• [What this task involves]
Emit the line that holds "Find the woman's blue" and all lines following it through the end of the data, verbatim, and nothing else.

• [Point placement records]
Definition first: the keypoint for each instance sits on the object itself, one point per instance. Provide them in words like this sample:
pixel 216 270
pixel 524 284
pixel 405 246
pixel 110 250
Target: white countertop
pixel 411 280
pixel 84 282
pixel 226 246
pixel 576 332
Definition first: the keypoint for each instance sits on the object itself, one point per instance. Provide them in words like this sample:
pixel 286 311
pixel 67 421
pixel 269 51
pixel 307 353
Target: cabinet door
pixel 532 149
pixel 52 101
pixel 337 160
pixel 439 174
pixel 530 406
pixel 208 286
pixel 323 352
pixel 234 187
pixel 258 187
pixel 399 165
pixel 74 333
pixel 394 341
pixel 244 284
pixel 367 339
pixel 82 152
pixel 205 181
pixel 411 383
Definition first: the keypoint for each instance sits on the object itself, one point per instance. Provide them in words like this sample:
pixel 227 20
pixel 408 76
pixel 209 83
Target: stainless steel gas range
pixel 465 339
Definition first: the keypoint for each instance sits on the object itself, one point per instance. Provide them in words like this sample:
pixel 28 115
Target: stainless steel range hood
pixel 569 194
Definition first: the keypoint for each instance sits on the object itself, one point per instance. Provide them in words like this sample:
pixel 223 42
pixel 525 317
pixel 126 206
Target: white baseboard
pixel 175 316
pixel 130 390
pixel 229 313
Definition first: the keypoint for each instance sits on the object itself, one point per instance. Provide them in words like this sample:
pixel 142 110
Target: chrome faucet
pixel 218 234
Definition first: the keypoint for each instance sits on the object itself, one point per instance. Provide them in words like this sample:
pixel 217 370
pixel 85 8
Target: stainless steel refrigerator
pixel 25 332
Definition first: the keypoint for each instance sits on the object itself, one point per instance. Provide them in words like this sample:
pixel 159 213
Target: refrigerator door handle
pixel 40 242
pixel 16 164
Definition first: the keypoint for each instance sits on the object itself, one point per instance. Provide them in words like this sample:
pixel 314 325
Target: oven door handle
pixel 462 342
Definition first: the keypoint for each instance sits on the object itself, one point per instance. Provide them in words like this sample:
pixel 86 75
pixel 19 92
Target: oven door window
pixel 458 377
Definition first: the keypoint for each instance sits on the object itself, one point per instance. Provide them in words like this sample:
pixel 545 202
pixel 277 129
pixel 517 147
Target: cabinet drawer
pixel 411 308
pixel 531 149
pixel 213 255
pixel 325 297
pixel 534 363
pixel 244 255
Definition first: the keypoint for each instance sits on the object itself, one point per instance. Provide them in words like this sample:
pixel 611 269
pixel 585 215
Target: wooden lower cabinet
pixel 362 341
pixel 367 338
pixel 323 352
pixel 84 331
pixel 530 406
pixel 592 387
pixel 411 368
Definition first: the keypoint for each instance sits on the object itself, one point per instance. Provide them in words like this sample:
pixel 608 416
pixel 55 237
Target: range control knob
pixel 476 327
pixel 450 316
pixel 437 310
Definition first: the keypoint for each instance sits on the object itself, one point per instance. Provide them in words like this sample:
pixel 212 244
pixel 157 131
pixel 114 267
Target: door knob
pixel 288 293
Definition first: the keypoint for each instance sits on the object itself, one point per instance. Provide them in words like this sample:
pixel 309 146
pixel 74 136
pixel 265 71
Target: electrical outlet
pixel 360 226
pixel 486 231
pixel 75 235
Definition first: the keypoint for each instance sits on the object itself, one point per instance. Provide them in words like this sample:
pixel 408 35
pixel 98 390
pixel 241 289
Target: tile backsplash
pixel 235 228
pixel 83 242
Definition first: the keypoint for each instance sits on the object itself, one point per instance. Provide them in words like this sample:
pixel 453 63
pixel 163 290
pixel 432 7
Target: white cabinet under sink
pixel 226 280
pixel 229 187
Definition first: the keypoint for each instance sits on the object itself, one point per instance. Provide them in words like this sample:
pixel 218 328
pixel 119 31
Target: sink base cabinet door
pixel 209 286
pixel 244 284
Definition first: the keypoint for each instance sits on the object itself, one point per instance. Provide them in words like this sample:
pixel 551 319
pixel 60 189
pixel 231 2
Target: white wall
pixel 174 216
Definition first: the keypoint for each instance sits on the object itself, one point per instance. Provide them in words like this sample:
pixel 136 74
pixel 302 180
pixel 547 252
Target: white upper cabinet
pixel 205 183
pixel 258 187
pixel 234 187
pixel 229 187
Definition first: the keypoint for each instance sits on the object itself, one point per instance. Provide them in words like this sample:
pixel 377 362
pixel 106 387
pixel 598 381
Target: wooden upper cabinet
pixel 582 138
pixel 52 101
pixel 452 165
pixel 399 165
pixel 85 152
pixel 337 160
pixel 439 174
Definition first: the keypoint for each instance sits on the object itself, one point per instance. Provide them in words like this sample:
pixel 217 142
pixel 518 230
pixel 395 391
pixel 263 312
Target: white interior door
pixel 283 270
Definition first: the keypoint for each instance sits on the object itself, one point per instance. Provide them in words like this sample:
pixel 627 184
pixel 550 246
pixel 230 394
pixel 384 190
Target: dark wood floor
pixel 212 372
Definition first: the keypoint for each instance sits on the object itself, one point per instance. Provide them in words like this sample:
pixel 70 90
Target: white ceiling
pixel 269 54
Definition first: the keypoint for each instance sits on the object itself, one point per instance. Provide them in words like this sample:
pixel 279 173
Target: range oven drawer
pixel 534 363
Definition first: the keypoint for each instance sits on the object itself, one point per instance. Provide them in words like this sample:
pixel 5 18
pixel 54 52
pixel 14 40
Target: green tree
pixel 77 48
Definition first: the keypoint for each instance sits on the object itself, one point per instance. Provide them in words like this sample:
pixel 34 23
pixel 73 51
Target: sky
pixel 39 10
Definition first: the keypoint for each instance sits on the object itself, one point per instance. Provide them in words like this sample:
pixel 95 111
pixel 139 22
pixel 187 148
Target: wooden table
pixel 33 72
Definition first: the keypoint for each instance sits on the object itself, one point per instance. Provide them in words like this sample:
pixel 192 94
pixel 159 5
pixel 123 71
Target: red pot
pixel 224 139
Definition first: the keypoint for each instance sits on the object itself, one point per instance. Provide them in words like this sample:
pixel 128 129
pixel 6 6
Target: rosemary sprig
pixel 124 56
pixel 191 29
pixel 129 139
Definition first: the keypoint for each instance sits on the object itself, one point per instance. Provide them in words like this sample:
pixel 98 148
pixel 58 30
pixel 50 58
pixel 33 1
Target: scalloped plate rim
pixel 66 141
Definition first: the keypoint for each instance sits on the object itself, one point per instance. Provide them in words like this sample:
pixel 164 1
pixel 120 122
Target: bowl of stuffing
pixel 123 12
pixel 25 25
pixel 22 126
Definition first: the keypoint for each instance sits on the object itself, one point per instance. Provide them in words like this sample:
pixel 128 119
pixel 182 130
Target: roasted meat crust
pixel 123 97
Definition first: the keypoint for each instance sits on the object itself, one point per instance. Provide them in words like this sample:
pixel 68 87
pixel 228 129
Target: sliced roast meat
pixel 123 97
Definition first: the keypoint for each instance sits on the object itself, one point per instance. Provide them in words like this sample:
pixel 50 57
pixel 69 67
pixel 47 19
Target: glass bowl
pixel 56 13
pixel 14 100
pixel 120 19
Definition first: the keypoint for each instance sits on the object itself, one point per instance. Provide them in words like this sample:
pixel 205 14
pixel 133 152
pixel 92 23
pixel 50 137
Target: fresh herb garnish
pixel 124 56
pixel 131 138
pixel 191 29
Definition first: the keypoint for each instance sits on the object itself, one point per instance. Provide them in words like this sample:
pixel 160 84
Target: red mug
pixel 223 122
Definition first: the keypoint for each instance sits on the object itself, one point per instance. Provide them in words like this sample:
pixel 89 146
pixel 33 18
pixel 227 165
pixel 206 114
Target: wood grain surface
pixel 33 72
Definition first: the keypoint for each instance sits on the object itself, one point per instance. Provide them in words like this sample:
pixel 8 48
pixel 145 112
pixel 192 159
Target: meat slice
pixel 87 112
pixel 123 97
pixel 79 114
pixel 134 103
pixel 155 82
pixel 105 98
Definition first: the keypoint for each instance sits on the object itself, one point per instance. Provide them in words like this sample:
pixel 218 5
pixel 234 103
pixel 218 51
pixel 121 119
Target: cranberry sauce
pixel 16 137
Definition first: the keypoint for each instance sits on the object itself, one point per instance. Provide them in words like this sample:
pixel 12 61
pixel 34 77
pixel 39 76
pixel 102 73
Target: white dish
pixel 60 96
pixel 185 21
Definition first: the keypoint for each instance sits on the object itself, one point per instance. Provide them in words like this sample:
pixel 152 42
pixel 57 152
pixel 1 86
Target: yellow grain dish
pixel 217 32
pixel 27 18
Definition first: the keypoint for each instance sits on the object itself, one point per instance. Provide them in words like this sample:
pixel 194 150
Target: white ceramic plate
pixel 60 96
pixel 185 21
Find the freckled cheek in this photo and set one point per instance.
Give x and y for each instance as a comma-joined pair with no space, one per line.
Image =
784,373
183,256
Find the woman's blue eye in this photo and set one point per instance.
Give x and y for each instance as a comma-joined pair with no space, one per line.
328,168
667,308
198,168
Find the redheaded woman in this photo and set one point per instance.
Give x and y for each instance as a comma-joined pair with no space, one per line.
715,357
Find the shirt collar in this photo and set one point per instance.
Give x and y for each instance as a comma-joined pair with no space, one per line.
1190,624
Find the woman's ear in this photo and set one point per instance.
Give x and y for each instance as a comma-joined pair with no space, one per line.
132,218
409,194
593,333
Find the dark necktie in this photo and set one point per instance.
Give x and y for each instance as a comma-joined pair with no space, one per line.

• [Correct response]
Find the woman's blue eye in this photo and set one point per instance.
Give x and y for each instance as a comma-joined pair with no space, one per line.
328,168
667,308
198,168
Find the redheaded woman in this photo and set one point per instance.
Give x and y for each instance as a comma-joined pair with no space, one per line.
715,357
Find the shirt collar in this photo and set one point per instance.
Give x and y for each instance as a comma-joined pair with no space, one per line.
1190,624
Find the woman's ear in this photo and set one point per instance.
Give x and y for each instance as a comma-joined pair with no space, one per line.
132,218
409,194
593,333
Find the dark necktie in this photo and set one point per instance.
Give x and y for each instance as a comma-joined pair with no space, one per line.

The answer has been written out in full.